[INFORMATION SUPPLIED]
== Segment start ==
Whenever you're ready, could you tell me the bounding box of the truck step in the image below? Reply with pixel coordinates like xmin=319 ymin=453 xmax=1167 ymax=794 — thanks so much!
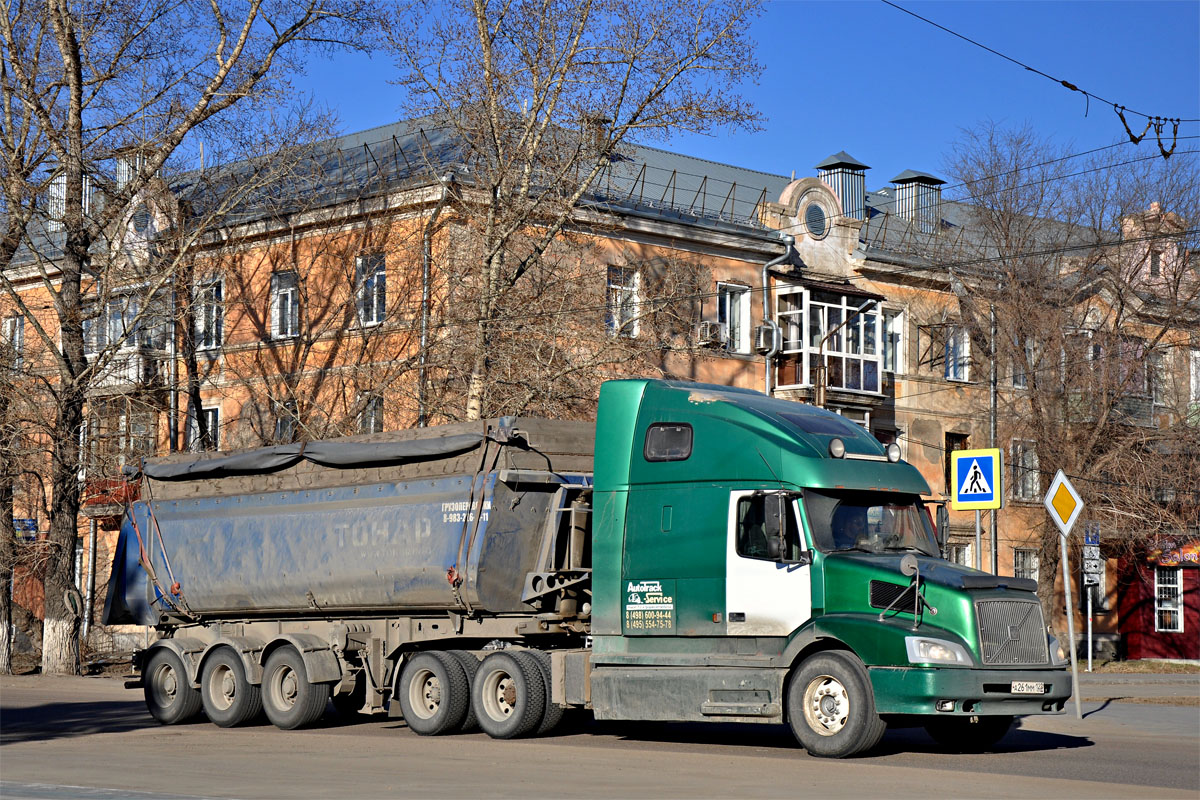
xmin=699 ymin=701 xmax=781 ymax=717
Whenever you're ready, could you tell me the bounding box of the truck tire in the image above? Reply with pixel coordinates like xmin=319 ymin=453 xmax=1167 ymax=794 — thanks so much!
== Segment end ==
== Segment start ==
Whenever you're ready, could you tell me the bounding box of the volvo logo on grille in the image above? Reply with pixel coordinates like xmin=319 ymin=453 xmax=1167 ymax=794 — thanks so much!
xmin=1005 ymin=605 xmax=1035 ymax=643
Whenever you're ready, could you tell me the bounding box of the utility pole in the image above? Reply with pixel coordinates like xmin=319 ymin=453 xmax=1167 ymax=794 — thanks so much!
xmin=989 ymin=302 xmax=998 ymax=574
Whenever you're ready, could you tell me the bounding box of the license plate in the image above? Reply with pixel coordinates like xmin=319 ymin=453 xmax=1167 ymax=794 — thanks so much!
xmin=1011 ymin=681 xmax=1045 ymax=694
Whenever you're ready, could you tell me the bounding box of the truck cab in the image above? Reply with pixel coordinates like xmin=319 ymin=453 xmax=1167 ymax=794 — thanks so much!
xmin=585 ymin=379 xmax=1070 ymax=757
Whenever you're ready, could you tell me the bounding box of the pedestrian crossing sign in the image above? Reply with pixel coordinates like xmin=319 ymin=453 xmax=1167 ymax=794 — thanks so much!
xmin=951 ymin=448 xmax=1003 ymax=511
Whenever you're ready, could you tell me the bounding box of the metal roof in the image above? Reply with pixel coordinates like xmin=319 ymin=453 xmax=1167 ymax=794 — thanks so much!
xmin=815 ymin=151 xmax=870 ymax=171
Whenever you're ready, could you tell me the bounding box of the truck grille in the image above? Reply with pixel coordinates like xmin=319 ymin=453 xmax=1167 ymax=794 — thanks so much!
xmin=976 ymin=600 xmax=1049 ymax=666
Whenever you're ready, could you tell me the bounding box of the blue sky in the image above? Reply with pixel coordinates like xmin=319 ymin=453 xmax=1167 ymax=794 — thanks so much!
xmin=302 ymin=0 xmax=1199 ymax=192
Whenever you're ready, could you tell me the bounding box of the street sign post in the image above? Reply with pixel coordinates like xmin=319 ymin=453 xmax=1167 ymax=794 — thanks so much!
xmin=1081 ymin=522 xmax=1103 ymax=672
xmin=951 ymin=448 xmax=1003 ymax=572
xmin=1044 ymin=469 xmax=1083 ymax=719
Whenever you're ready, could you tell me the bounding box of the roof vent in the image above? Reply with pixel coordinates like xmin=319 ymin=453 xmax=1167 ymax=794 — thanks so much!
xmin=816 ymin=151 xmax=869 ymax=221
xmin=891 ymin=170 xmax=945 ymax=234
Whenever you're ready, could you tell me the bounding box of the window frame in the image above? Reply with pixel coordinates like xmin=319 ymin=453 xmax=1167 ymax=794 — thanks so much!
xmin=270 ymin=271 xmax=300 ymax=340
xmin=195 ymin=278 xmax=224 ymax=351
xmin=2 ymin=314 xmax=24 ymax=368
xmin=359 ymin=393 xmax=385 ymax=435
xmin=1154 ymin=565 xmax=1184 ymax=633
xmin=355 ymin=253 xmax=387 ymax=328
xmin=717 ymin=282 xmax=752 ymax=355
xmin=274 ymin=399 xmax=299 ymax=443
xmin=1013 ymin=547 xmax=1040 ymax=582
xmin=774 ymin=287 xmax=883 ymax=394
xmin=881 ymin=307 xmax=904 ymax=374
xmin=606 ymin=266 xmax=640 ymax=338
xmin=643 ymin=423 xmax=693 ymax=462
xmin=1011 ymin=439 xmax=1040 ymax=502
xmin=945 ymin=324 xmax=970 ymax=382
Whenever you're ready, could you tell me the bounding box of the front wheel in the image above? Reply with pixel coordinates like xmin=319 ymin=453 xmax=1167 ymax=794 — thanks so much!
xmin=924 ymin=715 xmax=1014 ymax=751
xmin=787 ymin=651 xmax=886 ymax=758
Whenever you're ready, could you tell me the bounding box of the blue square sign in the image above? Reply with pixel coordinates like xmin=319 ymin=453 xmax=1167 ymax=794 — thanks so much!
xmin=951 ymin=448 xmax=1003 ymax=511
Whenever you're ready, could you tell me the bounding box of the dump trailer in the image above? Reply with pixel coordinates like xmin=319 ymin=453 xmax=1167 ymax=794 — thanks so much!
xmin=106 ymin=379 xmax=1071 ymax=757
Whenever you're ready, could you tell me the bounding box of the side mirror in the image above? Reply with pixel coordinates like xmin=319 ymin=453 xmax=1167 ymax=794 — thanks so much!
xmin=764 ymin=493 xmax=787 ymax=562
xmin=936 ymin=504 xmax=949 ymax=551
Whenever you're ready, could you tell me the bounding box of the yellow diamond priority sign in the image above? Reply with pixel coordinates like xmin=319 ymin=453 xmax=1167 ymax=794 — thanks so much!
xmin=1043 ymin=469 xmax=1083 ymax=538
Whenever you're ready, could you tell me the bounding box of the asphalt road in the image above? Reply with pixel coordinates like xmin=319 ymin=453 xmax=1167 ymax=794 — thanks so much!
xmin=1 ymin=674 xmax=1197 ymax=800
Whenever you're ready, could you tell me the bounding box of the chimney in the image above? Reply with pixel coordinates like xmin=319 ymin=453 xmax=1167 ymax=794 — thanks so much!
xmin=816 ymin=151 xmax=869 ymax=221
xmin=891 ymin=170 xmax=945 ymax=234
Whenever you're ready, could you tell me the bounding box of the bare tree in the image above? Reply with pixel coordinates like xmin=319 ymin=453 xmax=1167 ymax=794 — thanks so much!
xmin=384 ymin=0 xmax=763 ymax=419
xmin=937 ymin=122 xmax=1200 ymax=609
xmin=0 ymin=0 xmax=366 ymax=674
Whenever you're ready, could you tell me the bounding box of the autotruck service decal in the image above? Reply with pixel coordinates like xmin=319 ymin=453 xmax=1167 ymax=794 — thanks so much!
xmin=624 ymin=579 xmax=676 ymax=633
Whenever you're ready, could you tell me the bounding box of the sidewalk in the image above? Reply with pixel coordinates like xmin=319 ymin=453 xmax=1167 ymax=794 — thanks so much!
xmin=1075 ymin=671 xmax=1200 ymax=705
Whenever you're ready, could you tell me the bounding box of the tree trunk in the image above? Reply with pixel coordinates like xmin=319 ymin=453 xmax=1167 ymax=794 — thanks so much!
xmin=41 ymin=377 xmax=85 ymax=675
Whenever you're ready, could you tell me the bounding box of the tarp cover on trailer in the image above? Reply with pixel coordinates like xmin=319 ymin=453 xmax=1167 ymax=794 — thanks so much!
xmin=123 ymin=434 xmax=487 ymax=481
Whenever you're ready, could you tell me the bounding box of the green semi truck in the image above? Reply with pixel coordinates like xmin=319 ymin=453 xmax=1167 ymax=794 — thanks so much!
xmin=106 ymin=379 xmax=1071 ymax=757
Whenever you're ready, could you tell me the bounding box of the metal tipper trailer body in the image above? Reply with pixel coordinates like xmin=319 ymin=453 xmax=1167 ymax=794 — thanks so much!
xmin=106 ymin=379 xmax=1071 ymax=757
== Segment end ==
[ACTIVITY] Give back exactly the lines of the listing above from the one that contains "the truck step" up to and including the one that contains "the truck tire", but not the pictures, and no other lines.

[EXERCISE ANSWER]
Whenever you're ready, could you tell me the bounding box of the truck step in the image below? Reply with pixel coordinates like xmin=319 ymin=453 xmax=1167 ymax=794 — thanks so much!
xmin=699 ymin=701 xmax=781 ymax=717
Whenever you're ready, could you tell me the bounding box of the truck tire in the image above? Reply with pixel coordinates like xmin=319 ymin=453 xmax=1167 ymax=794 — thanks so much!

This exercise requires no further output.